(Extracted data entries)
——
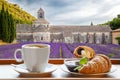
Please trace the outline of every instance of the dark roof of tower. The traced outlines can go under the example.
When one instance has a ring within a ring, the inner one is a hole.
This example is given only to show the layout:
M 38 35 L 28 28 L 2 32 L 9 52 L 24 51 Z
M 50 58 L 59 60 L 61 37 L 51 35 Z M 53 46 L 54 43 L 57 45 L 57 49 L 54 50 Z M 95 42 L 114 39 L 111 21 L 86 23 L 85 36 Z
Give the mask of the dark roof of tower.
M 39 12 L 44 12 L 44 10 L 43 10 L 42 8 L 40 8 L 40 9 L 38 10 L 38 13 L 39 13 Z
——
When you print the entries, keep every line exactly as it is and drop the pictures.

Please trace the outline of every instance of the dark roof of tower. The traced outlines can go under the example.
When one instance has a ring within a ring, the inner one is a hole.
This example is given only to show the layout:
M 38 35 L 28 28 L 2 32 L 9 52 L 24 51 Z
M 50 58 L 59 60 L 61 37 L 51 35 Z M 53 46 L 54 43 L 57 45 L 57 49 L 54 50 Z M 95 42 L 114 39 L 111 21 L 86 23 L 85 36 Z
Give the mask of the dark roof of tower.
M 39 12 L 44 12 L 44 10 L 43 10 L 42 8 L 40 8 L 40 9 L 38 10 L 38 13 L 39 13 Z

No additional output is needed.